**Problem to solve:**
Exactly repeat the line that contains "the overcast sky", then every line after it up to and including the final line.

**Data excerpts:**
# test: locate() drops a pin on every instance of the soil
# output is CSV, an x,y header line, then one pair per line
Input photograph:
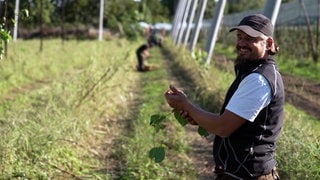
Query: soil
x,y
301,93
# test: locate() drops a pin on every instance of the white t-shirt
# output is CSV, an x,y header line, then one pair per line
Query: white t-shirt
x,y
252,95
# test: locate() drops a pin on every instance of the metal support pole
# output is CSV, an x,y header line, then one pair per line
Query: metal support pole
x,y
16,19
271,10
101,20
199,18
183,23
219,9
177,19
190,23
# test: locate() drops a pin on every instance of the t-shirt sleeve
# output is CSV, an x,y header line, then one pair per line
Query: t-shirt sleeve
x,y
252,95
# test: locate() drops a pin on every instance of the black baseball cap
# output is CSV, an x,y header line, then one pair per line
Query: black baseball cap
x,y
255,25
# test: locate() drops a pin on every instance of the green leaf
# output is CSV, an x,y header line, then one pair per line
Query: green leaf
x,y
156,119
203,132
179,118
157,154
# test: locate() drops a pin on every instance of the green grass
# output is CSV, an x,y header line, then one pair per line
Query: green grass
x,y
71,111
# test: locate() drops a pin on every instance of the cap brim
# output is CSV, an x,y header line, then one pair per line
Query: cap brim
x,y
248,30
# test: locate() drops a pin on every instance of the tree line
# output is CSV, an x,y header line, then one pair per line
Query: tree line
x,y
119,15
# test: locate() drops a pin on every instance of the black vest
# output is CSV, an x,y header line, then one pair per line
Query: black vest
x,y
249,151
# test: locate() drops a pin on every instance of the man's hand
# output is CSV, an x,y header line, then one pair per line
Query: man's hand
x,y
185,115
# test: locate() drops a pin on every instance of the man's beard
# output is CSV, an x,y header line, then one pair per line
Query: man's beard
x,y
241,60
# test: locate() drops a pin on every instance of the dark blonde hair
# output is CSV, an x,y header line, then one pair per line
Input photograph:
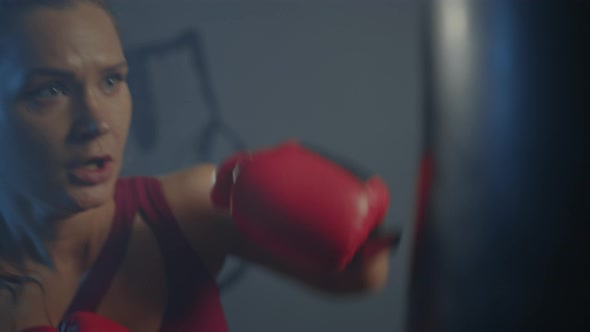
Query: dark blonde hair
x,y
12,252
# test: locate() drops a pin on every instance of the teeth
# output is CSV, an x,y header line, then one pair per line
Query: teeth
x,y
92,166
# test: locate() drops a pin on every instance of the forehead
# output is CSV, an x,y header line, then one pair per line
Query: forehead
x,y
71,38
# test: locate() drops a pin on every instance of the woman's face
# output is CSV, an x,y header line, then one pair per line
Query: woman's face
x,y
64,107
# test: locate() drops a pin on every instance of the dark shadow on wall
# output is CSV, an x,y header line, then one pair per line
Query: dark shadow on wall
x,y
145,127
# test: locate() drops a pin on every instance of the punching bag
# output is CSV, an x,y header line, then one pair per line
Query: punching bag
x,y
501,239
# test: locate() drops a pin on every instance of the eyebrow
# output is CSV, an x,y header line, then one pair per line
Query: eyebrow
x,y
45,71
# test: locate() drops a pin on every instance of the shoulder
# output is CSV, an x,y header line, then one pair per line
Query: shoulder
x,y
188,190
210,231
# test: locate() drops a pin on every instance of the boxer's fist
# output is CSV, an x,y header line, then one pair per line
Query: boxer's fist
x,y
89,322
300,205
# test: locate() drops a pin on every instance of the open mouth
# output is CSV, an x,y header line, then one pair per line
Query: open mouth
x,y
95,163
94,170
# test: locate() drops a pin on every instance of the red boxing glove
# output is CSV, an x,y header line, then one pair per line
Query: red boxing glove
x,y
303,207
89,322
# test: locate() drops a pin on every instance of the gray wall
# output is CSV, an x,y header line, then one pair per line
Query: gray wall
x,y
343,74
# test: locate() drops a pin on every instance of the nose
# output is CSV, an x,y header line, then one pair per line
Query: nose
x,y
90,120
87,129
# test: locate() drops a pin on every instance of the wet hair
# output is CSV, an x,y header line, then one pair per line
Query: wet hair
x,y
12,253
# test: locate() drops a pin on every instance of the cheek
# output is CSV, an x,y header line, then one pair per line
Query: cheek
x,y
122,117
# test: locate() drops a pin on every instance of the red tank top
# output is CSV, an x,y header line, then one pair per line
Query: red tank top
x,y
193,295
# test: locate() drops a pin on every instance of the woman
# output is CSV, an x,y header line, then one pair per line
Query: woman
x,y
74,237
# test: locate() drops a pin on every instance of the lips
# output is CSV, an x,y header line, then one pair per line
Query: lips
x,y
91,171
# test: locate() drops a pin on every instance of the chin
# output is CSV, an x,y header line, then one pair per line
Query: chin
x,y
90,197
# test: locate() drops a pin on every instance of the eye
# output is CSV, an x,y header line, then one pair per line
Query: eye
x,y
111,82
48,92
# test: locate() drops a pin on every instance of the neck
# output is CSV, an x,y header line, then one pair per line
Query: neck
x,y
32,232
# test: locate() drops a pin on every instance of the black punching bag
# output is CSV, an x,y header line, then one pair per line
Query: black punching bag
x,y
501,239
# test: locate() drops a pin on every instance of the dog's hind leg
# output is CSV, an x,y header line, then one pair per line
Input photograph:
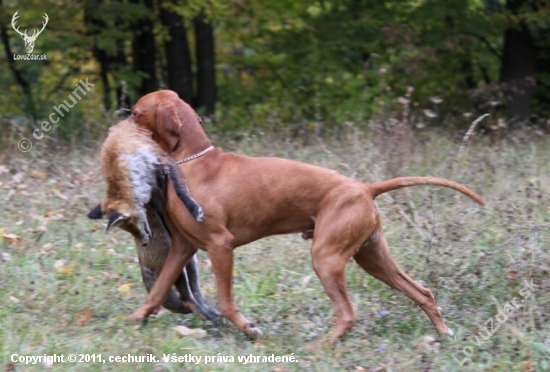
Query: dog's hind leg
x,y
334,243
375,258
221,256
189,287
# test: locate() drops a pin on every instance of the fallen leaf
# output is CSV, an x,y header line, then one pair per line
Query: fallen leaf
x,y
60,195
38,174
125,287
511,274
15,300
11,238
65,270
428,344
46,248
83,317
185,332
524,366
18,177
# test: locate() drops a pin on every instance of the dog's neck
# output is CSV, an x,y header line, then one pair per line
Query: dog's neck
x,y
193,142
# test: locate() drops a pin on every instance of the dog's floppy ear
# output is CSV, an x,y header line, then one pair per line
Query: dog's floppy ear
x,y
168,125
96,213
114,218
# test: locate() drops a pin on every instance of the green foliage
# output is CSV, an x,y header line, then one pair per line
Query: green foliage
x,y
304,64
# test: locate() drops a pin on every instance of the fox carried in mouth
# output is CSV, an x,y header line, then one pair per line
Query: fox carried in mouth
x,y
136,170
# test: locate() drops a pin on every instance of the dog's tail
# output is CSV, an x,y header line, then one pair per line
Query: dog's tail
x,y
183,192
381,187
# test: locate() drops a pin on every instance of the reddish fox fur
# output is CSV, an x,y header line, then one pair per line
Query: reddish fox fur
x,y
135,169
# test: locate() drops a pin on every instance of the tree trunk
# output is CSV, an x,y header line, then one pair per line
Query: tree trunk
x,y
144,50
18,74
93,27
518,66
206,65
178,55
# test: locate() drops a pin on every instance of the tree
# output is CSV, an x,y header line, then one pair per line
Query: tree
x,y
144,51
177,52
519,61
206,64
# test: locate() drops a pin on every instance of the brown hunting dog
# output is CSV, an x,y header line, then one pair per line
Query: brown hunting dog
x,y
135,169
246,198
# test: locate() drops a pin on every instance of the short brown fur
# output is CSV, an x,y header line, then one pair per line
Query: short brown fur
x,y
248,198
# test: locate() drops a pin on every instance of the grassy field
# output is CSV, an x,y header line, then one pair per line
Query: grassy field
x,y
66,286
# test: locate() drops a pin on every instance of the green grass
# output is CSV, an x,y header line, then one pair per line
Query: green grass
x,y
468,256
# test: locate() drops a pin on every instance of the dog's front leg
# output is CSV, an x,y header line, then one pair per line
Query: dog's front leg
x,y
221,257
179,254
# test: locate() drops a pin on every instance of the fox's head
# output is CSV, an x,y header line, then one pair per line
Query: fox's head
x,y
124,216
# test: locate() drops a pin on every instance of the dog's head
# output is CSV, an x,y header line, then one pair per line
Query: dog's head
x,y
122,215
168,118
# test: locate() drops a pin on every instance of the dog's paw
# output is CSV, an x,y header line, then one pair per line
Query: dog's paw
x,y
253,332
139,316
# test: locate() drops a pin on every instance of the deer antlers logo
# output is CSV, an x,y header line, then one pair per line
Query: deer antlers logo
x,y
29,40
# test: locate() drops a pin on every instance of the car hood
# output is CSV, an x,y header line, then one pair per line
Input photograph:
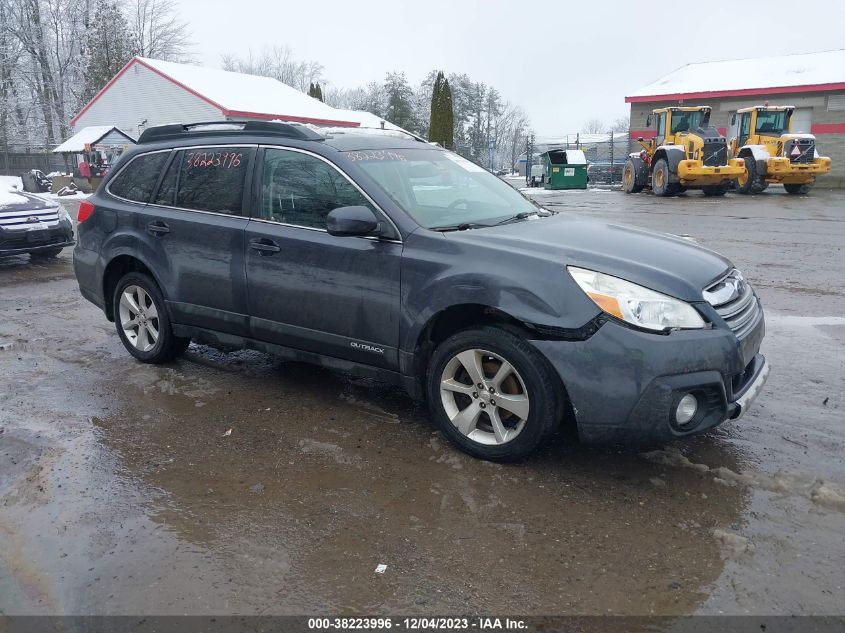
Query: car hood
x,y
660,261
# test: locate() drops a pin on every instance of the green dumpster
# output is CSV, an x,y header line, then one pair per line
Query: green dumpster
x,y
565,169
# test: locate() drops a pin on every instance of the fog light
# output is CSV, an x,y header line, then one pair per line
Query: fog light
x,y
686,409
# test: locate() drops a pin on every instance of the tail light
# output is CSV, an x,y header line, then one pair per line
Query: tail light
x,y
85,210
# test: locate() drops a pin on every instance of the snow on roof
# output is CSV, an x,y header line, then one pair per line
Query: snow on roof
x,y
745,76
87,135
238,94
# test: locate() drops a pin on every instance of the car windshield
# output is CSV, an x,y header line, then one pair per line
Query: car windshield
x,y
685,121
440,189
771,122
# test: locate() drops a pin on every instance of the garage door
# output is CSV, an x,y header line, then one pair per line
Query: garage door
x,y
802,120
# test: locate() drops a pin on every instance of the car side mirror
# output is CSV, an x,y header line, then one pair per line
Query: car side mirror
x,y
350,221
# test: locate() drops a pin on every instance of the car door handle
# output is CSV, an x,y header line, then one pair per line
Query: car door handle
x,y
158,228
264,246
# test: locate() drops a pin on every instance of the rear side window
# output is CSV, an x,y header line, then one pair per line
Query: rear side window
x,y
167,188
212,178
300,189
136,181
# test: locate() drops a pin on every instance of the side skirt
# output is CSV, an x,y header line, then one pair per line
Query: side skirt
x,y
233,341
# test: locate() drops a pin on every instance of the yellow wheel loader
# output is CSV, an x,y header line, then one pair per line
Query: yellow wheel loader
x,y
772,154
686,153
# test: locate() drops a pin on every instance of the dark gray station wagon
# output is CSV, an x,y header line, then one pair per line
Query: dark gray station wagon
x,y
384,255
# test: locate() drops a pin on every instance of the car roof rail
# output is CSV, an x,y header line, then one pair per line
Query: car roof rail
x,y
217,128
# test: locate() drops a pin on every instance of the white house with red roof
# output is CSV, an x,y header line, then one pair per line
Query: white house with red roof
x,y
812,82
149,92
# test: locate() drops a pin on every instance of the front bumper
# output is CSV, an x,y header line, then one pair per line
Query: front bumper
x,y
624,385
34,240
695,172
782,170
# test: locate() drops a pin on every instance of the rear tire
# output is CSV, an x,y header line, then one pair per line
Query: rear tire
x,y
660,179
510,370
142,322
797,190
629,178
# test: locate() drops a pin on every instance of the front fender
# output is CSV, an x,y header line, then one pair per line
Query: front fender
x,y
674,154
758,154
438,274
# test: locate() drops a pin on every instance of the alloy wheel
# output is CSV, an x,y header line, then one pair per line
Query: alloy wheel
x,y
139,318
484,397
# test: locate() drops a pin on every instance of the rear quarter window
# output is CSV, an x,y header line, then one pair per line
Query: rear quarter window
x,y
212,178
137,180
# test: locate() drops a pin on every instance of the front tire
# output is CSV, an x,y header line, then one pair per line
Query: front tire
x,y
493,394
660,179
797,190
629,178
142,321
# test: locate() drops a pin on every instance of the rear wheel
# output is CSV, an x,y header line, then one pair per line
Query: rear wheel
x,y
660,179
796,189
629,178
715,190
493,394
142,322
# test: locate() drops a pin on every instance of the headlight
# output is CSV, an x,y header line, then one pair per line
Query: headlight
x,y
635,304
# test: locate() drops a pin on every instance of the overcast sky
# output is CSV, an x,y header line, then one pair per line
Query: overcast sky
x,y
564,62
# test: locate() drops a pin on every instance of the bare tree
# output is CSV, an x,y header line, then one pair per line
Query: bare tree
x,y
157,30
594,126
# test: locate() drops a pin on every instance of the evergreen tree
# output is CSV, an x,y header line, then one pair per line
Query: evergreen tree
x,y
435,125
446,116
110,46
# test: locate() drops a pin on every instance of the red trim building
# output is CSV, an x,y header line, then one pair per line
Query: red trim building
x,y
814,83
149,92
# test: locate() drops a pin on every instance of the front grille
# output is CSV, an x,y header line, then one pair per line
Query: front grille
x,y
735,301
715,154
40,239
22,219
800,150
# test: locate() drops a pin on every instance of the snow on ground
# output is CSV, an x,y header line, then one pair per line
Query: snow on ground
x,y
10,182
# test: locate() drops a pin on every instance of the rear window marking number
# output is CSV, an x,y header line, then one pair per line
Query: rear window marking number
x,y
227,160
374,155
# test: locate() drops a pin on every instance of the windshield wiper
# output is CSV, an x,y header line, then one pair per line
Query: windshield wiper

**Result of the exercise:**
# test: locate() drops a pin on every instance of the overcast sky
# output is CSV, an x,y header line, then one pair per line
Query: overcast sky
x,y
564,62
# test: locate() drops a pin on every instance of the bare tree
# output is CSV, an x,y header line, then one pair per line
Query: bare tree
x,y
157,30
594,126
# test: locate() drops a pin on every instance of the evergreen tree
# output is CSV, an x,y header line, then one pair per line
Query: evergreen tree
x,y
435,125
446,116
110,46
# test: locate() drops a pin on every instance of the red trim building
# output is CSV, an x,y header line, then one pair per line
Query: red trim building
x,y
814,83
149,92
# test: locate() drops a pin on every instance of the front grille
# output is CSV, an x,y header line, then one pair per line
Query: front grille
x,y
735,301
715,154
40,239
22,219
800,150
# test: locate() drops a pin on every instance of the snow on ground
# output is CSV, an x,y header line, then one pair per line
Query: snow on ground
x,y
10,182
# test: locate() drops a pin on every instance of the rear window marking number
# output is CSV, an x,y header line, then one pair per line
Query: rear window marking number
x,y
227,160
374,155
# test: locate() drops a pin on every instance of the windshield wiper
# output is CSV, an x,y header line, then one pair per line
Query: windshield wiper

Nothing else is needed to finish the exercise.